As one alternative, key offsets may be formatted and stored in the
same manner as size metadata portions of entries illustrated in
FIGS. 3 and/or 4 (e.g., with variable-length encoding).
[0073] In operation 512 the index is updated. Specifically, for
each key value of the data record, the corresponding index offset
is updated to store an offset to the corresponding key offset of
the data record's entry in the data repository.
[0074] Although the method of FIG. 5 assumes one or more entries
were previously stored in the data repository, a method of storing
a first entry in an empty or new data repository may be readily
derived from the preceding discussion. Illustratively, the entry
would be stored at a first storage location in the repository
(formatted as indicated above), and an index would be created or
initialized based on values of the key fields of the data record
and offsets to the entry (or to key field offsets within the
entry).
[0075] FIG. 6 is a flow chart illustrating a method of retrieving
one or more sequentially stored variable-length records having a
particular key value, according to some embodiments. In other
embodiments, one or more of the illustrated operations may be
omitted, repeated, and/or performed in a different order.
Accordingly, the specific arrangement of steps shown in FIG. 6
should not be construed as limiting the scope of the
embodiments.

**Set problem:** In one to three sentences, explain why the passage on the data repository index says the arrangement of steps in FIG. 6 should not be taken as limiting the embodiments. The data that follows is separate material and unrelated to the passage on the data repository index.

**Data excerpt:**
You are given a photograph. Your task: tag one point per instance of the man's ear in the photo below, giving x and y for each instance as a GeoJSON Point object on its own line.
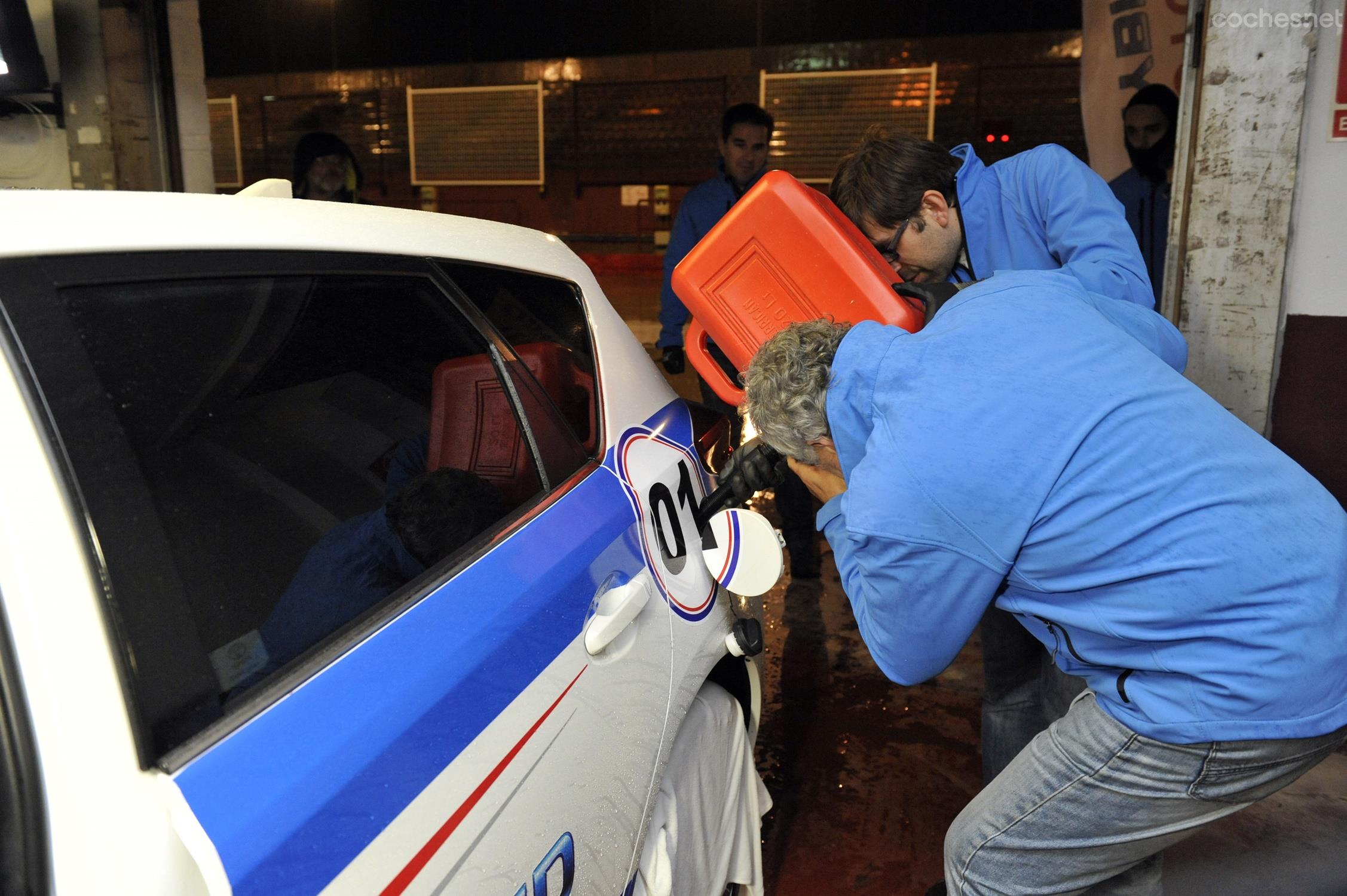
{"type": "Point", "coordinates": [935, 208]}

**Completed exercise:** In other embodiments, one or more of the illustrated operations may be omitted, repeated, or performed in a different order. The step arrangement in FIG. 6 is therefore not meant to limit the scope of the embodiments.